### Recorded data

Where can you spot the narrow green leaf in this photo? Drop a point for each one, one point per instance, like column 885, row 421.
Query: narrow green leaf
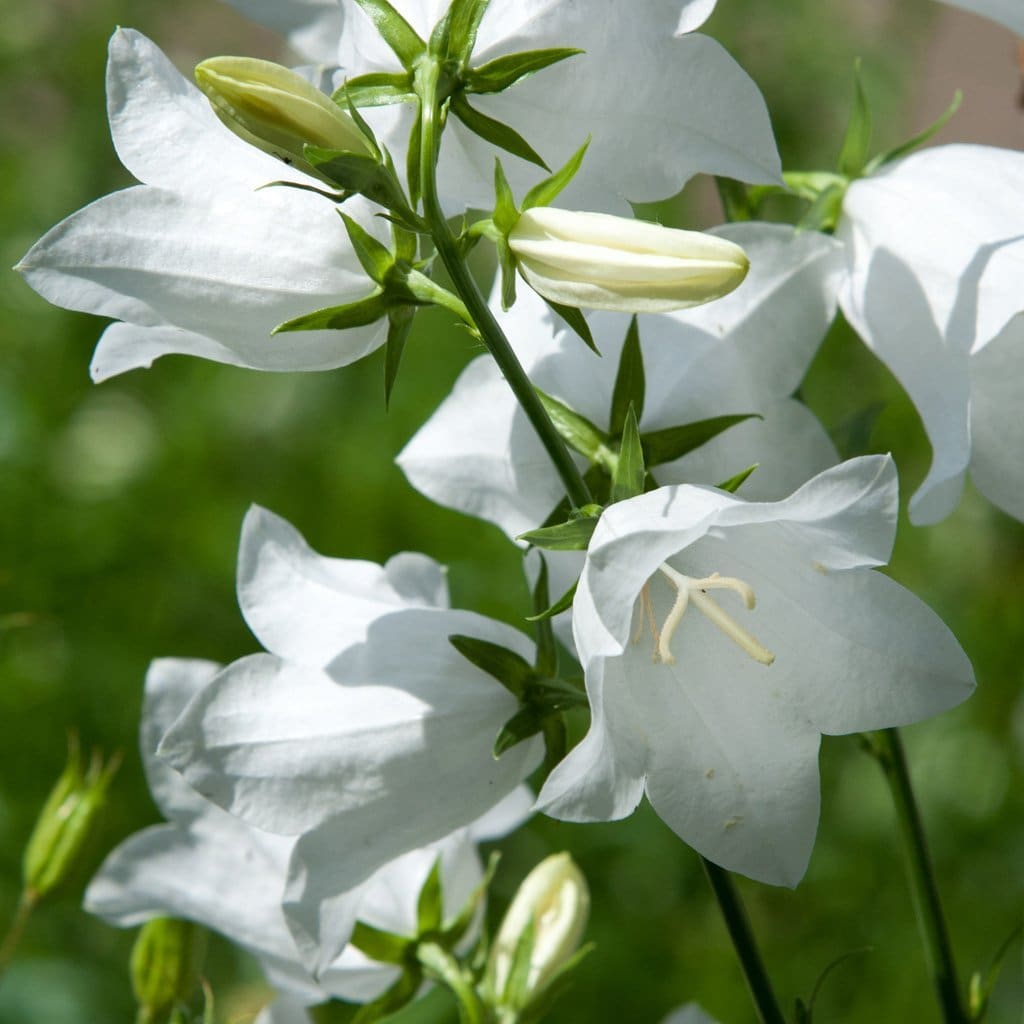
column 735, row 482
column 630, row 382
column 629, row 475
column 513, row 672
column 395, row 31
column 385, row 947
column 857, row 141
column 546, row 192
column 358, row 313
column 920, row 139
column 495, row 132
column 563, row 603
column 574, row 429
column 430, row 905
column 673, row 442
column 573, row 535
column 500, row 74
column 576, row 320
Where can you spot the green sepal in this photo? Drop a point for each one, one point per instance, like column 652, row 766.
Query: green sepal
column 358, row 313
column 562, row 604
column 513, row 672
column 824, row 212
column 500, row 74
column 919, row 140
column 395, row 31
column 629, row 475
column 546, row 659
column 376, row 89
column 430, row 905
column 546, row 192
column 495, row 132
column 733, row 483
column 574, row 320
column 573, row 535
column 673, row 442
column 857, row 140
column 630, row 382
column 384, row 947
column 577, row 430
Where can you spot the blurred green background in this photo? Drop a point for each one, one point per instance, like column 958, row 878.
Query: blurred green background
column 120, row 508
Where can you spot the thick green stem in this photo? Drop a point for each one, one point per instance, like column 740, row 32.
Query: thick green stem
column 742, row 939
column 888, row 750
column 491, row 333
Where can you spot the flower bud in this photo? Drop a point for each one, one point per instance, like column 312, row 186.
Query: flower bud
column 66, row 821
column 598, row 261
column 552, row 902
column 166, row 962
column 276, row 110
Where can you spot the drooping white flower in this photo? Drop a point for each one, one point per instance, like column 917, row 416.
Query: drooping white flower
column 744, row 353
column 935, row 251
column 364, row 727
column 660, row 102
column 200, row 259
column 721, row 638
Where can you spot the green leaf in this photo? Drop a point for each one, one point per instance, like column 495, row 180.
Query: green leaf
column 573, row 535
column 630, row 382
column 576, row 430
column 522, row 725
column 513, row 672
column 735, row 482
column 673, row 442
column 495, row 132
column 546, row 192
column 395, row 31
column 385, row 947
column 430, row 905
column 358, row 313
column 856, row 142
column 563, row 603
column 576, row 320
column 629, row 475
column 376, row 89
column 546, row 662
column 500, row 74
column 920, row 139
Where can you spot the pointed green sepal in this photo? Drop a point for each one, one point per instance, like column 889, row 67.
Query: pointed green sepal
column 395, row 31
column 630, row 473
column 630, row 382
column 673, row 442
column 545, row 193
column 504, row 72
column 495, row 132
column 857, row 140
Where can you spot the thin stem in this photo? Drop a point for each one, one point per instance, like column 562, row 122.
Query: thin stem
column 888, row 750
column 742, row 939
column 26, row 904
column 491, row 334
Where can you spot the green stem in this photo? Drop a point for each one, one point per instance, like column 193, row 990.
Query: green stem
column 491, row 334
column 742, row 939
column 26, row 904
column 888, row 750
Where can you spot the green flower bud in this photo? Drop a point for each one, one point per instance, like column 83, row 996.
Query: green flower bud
column 166, row 963
column 276, row 110
column 66, row 821
column 596, row 261
column 540, row 934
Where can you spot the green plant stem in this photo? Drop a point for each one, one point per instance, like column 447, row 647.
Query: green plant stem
column 489, row 331
column 26, row 904
column 887, row 747
column 742, row 939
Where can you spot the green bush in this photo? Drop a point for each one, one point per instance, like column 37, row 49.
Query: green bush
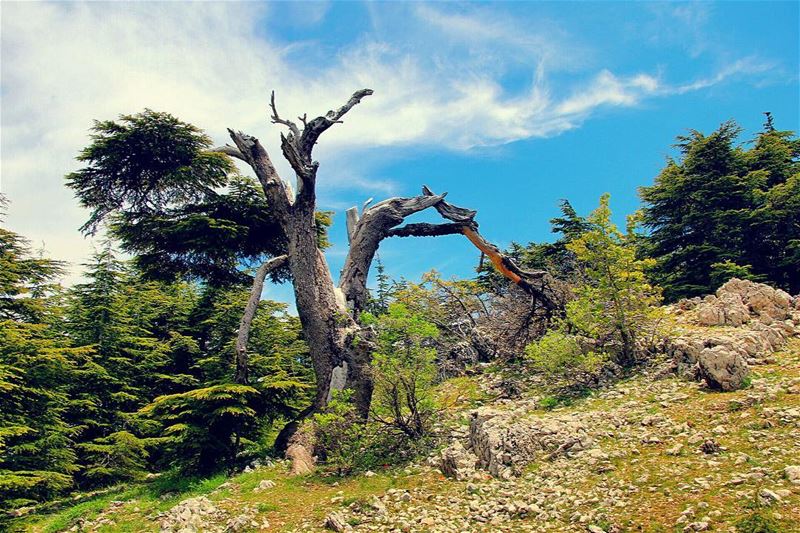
column 348, row 444
column 404, row 370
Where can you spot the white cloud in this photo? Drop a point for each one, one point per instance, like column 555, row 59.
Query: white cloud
column 210, row 64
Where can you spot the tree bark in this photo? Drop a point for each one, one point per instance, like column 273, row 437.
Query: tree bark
column 338, row 345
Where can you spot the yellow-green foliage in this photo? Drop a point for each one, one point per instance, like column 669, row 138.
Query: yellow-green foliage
column 617, row 304
column 559, row 354
column 404, row 369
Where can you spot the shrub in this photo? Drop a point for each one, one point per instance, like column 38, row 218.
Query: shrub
column 404, row 370
column 758, row 522
column 616, row 305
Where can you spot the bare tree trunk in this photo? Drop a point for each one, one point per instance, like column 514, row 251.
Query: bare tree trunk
column 340, row 348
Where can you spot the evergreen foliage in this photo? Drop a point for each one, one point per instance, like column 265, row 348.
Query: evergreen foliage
column 722, row 208
column 617, row 305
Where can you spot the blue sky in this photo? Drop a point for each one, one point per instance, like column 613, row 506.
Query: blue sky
column 507, row 106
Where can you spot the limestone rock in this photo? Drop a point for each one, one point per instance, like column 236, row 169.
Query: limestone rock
column 722, row 368
column 727, row 309
column 264, row 485
column 505, row 442
column 792, row 473
column 189, row 515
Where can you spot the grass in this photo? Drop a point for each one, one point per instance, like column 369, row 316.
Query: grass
column 753, row 428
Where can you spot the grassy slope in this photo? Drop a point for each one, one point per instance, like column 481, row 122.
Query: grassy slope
column 667, row 484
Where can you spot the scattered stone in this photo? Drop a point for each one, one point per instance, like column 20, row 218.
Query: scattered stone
column 722, row 368
column 336, row 522
column 792, row 473
column 265, row 484
column 458, row 463
column 710, row 446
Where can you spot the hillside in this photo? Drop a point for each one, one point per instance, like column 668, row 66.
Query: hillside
column 651, row 452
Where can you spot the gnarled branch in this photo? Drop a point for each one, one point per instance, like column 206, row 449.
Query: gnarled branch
column 297, row 145
column 229, row 150
column 256, row 156
column 381, row 221
column 250, row 313
column 423, row 229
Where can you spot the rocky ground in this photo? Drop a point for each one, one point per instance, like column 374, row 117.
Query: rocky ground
column 705, row 436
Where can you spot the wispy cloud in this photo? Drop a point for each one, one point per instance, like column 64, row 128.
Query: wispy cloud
column 67, row 64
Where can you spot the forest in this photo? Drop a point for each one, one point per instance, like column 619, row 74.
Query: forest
column 164, row 362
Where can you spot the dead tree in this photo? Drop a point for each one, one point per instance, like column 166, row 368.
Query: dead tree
column 340, row 349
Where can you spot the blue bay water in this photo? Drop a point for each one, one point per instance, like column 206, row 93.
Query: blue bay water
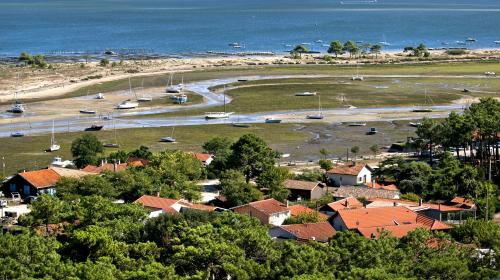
column 184, row 26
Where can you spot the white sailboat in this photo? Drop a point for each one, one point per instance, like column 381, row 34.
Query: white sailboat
column 17, row 107
column 175, row 88
column 219, row 115
column 143, row 97
column 319, row 116
column 53, row 143
column 128, row 104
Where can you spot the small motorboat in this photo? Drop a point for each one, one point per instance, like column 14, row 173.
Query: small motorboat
column 127, row 104
column 87, row 111
column 357, row 124
column 271, row 120
column 372, row 131
column 241, row 124
column 17, row 108
column 167, row 139
column 145, row 98
column 307, row 93
column 315, row 117
column 94, row 127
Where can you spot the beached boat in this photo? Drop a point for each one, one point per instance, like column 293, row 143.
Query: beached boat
column 17, row 107
column 319, row 116
column 171, row 88
column 271, row 120
column 219, row 115
column 307, row 93
column 94, row 127
column 357, row 124
column 53, row 143
column 127, row 104
column 87, row 111
column 372, row 131
column 179, row 99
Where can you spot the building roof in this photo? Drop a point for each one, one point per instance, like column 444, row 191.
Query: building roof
column 390, row 187
column 298, row 209
column 413, row 205
column 348, row 169
column 300, row 185
column 72, row 173
column 346, row 203
column 43, row 178
column 355, row 191
column 267, row 206
column 158, row 203
column 463, row 202
column 399, row 220
column 106, row 167
column 313, row 231
column 202, row 157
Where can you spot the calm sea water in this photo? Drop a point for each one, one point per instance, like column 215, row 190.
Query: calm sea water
column 184, row 26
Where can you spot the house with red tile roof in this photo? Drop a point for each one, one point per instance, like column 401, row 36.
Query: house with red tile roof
column 346, row 203
column 304, row 189
column 397, row 220
column 298, row 209
column 320, row 232
column 33, row 183
column 205, row 159
column 159, row 205
column 268, row 211
column 447, row 213
column 350, row 174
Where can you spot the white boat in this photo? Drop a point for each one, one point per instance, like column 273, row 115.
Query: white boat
column 17, row 107
column 307, row 93
column 87, row 111
column 127, row 104
column 145, row 98
column 175, row 88
column 53, row 143
column 319, row 116
column 219, row 115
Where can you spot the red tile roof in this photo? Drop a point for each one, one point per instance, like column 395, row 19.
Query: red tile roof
column 460, row 202
column 398, row 220
column 268, row 206
column 349, row 169
column 383, row 202
column 300, row 185
column 314, row 231
column 298, row 209
column 158, row 203
column 390, row 187
column 346, row 203
column 40, row 179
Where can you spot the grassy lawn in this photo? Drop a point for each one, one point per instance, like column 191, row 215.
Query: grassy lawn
column 431, row 68
column 28, row 152
column 279, row 94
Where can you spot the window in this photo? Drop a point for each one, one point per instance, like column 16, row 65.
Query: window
column 26, row 190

### Exercise details
Only the lines from the one with "Where can you spot the window" through the end of the listing should be output, exactly as they appear.

### Your response
Where can you spot the window in this photo? Drop a point for each one, one point per instance, like column 16, row 65.
Query: window
column 26, row 190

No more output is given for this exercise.